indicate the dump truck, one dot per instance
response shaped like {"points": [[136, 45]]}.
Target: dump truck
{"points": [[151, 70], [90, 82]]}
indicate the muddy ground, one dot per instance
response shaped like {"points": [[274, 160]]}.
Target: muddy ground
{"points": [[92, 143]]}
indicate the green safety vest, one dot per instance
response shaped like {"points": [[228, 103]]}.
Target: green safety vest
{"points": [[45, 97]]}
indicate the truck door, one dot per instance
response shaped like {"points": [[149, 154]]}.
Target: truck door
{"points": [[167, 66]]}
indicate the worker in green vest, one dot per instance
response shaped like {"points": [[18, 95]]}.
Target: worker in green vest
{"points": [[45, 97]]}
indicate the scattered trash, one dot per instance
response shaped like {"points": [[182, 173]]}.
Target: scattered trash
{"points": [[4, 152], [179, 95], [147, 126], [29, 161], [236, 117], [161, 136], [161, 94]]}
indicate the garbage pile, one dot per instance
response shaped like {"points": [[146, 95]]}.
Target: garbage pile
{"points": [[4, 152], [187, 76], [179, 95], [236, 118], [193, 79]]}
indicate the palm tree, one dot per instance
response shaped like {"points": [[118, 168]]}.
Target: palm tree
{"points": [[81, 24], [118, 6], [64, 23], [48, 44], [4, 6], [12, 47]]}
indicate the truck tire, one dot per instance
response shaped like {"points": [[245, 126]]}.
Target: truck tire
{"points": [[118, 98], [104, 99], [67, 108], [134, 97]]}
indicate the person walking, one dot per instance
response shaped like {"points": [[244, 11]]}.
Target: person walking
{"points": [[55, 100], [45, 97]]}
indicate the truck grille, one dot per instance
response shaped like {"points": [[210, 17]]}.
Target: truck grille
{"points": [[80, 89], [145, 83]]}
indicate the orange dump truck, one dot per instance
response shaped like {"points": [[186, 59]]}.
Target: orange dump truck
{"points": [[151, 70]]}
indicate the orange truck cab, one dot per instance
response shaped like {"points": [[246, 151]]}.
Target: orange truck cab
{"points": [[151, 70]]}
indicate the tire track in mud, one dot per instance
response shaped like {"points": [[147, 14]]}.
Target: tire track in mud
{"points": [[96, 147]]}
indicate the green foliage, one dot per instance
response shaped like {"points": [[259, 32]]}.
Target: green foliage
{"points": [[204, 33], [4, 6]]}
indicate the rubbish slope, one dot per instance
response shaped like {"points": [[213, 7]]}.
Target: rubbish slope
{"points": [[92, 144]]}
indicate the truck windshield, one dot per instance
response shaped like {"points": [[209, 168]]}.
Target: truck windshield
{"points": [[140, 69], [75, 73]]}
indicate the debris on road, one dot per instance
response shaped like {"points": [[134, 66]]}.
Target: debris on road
——————
[AIM OF THE TASK] Reproduce word for word the stretch from the line containing "indicate the truck grille, one" through the last line.

[ANSWER TO THE PROBLEM]
indicate the truck grille, one dot per instance
response shaped like {"points": [[210, 17]]}.
Target: truck grille
{"points": [[80, 89], [145, 83]]}
indicate the orange dump truck, one dot per instance
response shaped like {"points": [[186, 59]]}.
Target: orange dump truck
{"points": [[151, 70]]}
indicate the orange truck cab, one dot per instance
response shaped like {"points": [[246, 151]]}.
Target: orange truck cab
{"points": [[151, 70]]}
indicate the tire track in mud, one dot per instance
response shaped like {"points": [[147, 14]]}.
Target: tire track in mud
{"points": [[96, 147]]}
indicate the green foliage, one dot per instance
response shaped like {"points": [[259, 32]]}.
Target: green foliage
{"points": [[204, 33], [4, 6]]}
indicate the rubbish slope, one dot per instance
response shaped like {"points": [[213, 7]]}.
Target: rubbish slope
{"points": [[92, 144]]}
indicate the truck windshield, one dot per instance
response shaped like {"points": [[209, 168]]}.
Target: truck windshield
{"points": [[140, 69], [75, 73]]}
indicate the debris on road, one dot per instance
response shaped like {"points": [[134, 66]]}.
Target: debris on road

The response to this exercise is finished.